**SELECTED TEXT:**
▽
I got this book from my mum, as an Easter gift. Like everyone else we had Zoom Easter, given that she is in Poland and I’m in the UK. Normally I’d travel back once a month, but the current situation has put a stop to it, so my mum is channeling her feelings into sending parcels. Which I love. It feels like small Christmas every time I get one. This book arrived in the very first parcel. The literal translation of the title would be something like The Taste of Orange Blossoms.
Tessa Capponi-Borawska was born in Florence and for some mysterious reason decided to move to communist Warsaw. It must have been a shock. Capponi is a historian and writer. Right after the transformation, she was writing for the Polish edition of Elle, focusing on cooking. She was one of those writers who brought the way people cook in Poland from the sadness of communism into Europe and the world.
△
**APPLY WHAT YOU READ:**
1. Return the passage from "I got this book" to "and the world." in the post about the book from Poland, copied word for word.
2. In the post about the book from Poland, which publication did Tessa Capponi-Borawska write for right after the transformation?
3. Translate this sentence from the post about the book from Poland into Spanish: "Normally I’d travel back once a month, but the current situation has put a stop to it, so my mum is channeling her feelings into sending parcels."

**SOURCE DATA:**
▽
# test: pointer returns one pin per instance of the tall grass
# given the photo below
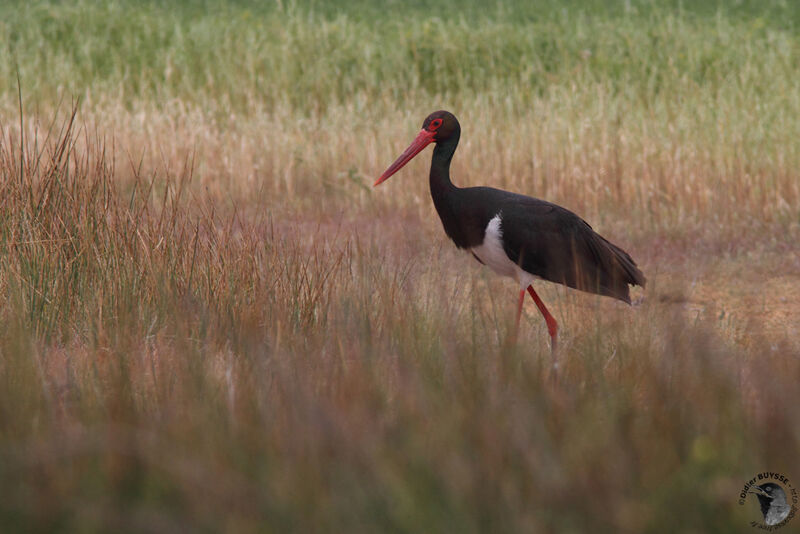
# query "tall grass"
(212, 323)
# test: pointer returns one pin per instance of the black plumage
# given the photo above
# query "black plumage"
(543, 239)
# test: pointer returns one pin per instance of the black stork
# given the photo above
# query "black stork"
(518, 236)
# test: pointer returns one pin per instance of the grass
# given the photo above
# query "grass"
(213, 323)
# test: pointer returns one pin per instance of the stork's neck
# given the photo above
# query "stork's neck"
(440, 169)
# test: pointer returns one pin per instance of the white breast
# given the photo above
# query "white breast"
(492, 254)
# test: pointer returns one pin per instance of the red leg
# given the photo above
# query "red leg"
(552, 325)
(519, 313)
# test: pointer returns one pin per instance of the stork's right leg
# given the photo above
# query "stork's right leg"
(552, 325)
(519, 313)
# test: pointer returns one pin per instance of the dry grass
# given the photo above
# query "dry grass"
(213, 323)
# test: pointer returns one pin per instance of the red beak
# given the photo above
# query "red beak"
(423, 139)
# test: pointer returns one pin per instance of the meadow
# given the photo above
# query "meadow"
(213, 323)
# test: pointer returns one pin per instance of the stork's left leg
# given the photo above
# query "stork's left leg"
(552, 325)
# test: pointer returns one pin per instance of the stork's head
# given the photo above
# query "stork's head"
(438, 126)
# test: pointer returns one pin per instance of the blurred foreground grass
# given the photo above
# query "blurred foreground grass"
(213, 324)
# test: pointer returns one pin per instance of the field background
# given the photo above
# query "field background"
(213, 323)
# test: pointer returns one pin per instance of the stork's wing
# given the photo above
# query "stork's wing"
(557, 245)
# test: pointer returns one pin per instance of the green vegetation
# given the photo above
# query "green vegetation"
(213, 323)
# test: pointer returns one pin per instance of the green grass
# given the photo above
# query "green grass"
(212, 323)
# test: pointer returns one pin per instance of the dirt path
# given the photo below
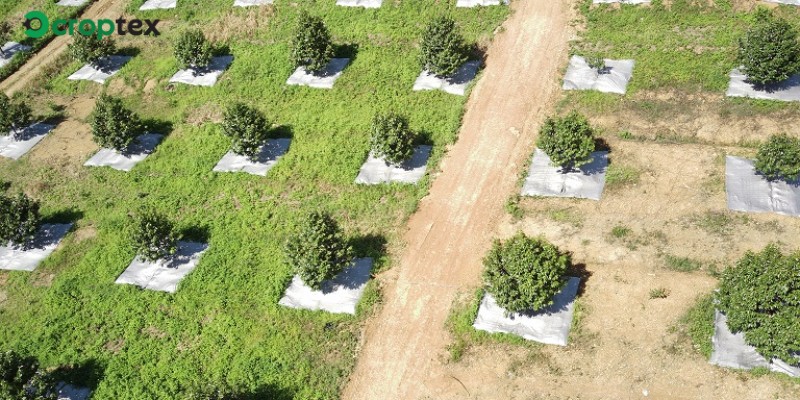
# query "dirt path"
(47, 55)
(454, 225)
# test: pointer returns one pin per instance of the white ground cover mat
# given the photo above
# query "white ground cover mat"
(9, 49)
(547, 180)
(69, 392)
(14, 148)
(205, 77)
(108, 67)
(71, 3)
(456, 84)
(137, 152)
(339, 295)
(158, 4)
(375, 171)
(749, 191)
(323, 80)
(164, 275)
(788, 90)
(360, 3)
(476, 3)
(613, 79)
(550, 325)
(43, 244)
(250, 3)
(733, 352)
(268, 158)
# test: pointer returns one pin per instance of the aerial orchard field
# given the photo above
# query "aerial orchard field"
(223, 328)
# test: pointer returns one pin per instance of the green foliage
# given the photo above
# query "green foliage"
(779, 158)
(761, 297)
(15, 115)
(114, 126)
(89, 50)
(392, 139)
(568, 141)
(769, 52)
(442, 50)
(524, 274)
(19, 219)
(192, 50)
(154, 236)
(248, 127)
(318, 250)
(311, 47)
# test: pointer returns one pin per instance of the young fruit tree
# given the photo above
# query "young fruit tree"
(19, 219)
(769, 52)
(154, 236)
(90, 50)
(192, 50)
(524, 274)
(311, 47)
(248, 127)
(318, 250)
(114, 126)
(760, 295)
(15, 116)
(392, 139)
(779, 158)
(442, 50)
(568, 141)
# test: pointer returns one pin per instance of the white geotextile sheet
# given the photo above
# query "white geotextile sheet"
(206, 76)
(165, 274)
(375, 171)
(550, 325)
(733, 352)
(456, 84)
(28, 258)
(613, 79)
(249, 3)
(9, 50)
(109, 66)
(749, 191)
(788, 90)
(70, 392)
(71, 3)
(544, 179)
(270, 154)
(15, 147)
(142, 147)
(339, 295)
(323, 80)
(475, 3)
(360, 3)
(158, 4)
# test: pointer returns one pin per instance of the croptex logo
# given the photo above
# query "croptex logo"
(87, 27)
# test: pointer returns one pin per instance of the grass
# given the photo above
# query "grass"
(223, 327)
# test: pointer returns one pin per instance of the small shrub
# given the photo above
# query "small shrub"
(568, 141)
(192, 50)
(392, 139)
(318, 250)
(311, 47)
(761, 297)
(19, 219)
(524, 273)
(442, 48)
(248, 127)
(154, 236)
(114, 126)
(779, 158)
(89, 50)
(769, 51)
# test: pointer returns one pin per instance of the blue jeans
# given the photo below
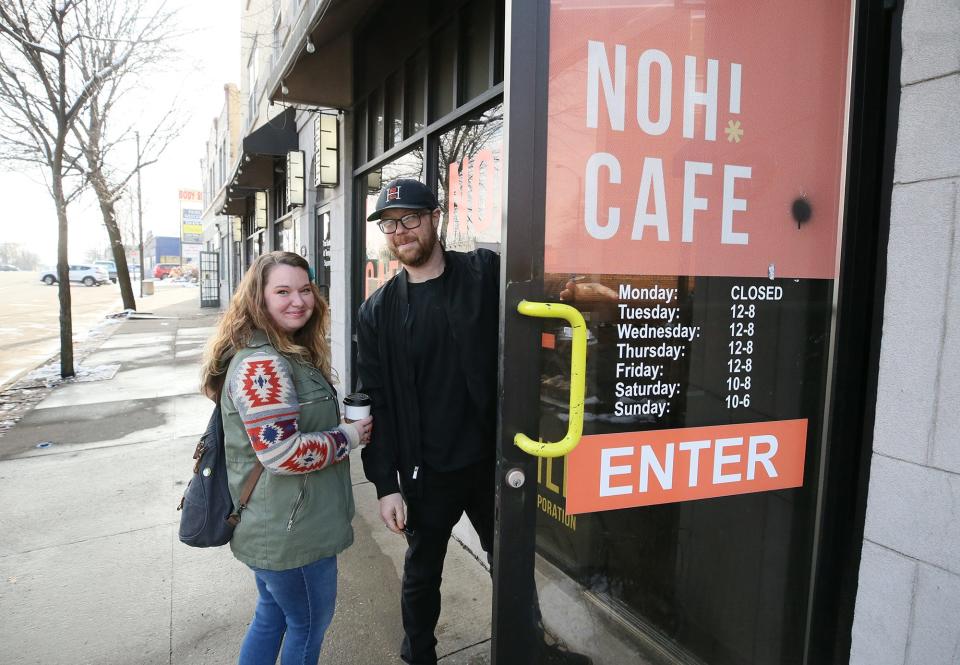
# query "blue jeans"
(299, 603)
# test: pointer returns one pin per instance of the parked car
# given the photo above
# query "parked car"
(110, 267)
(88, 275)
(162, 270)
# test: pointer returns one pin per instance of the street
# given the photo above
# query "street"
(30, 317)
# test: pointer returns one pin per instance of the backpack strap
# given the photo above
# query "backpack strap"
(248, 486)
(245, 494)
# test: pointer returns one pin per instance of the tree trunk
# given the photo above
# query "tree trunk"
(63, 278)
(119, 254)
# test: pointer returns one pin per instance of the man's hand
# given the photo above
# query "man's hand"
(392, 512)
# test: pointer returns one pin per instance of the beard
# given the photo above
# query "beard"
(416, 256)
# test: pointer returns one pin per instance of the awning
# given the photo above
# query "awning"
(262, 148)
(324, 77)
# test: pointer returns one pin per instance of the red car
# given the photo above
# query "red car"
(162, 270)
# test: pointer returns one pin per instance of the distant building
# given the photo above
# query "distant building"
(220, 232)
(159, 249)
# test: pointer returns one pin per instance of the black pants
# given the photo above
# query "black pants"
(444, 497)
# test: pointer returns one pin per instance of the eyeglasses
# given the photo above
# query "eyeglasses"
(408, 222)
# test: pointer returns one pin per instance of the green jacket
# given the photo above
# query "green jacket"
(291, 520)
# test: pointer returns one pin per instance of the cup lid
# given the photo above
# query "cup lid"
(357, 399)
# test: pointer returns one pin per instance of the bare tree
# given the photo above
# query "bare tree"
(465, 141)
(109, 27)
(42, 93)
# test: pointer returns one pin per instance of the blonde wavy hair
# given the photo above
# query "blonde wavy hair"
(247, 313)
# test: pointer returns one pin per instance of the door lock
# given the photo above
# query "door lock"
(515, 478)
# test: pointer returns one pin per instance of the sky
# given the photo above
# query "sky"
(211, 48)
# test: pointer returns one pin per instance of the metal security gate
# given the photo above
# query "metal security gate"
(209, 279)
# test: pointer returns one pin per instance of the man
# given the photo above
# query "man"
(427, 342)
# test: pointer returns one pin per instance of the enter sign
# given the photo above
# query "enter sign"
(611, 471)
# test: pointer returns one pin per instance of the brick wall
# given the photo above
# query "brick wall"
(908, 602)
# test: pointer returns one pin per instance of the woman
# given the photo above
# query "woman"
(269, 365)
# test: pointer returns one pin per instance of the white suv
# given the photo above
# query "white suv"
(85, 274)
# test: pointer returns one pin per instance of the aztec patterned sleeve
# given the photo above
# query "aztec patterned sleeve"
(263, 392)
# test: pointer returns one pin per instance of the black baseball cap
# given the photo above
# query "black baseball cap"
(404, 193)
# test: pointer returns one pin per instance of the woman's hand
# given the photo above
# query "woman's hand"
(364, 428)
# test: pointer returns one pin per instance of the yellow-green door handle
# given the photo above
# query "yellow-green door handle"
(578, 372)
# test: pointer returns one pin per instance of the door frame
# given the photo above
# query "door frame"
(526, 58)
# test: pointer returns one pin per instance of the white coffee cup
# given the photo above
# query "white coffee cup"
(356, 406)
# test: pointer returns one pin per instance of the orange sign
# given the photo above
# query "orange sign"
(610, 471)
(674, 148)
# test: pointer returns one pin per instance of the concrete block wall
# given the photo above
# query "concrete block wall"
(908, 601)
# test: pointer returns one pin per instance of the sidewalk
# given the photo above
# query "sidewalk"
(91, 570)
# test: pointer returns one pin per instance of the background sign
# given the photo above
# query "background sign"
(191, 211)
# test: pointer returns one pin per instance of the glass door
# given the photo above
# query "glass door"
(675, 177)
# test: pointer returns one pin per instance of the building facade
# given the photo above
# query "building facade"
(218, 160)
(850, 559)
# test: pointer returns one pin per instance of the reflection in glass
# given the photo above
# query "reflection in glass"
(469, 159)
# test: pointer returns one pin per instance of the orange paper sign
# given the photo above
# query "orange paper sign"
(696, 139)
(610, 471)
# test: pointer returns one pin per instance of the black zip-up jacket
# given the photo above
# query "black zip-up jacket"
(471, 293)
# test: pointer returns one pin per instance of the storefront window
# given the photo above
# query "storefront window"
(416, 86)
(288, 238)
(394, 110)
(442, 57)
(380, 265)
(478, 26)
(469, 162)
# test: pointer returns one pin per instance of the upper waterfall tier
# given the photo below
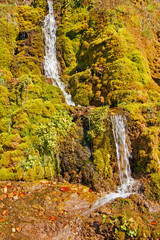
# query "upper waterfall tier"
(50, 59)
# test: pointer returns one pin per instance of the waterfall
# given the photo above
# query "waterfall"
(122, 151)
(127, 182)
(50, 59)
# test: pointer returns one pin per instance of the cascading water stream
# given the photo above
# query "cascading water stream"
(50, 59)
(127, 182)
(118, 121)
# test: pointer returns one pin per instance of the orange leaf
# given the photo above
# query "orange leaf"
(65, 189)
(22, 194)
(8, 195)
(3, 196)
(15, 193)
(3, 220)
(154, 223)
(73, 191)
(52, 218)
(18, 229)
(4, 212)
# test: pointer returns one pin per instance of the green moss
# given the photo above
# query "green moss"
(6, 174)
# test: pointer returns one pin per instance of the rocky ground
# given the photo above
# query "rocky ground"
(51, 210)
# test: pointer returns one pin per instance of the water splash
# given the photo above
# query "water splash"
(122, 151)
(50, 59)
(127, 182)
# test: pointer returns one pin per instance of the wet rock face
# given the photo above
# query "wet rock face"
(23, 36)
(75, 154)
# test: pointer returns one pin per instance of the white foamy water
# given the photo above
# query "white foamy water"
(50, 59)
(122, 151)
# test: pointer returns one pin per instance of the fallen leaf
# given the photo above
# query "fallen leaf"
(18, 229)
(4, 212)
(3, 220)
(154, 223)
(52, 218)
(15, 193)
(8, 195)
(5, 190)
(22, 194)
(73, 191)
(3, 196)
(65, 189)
△
**RESULTS OF THE TASKS:**
1.
I got this book from my mum, as an Easter gift. Like everyone else we had Zoom Easter, given that she is in Poland and I’m in the UK. Normally I’d travel back once a month, but the current situation has put a stop to it, so my mum is channeling her feelings into sending parcels. Which I love. It feels like small Christmas every time I get one. This book arrived in the very first parcel. The literal translation of the title would be something like The Taste of Orange Blossoms.
Tessa Capponi-Borawska was born in Florence and for some mysterious reason decided to move to communist Warsaw. It must have been a shock. Capponi is a historian and writer. Right after the transformation, she was writing for the Polish edition of Elle, focusing on cooking. She was one of those writers who brought the way people cook in Poland from the sadness of communism into Europe and the world.

2. She wrote for the Polish edition of Elle.

3. Normalmente volvería una vez al mes, pero la situación actual le ha puesto fin, así que mi madre está canalizando sus sentimientos en enviar paquetes.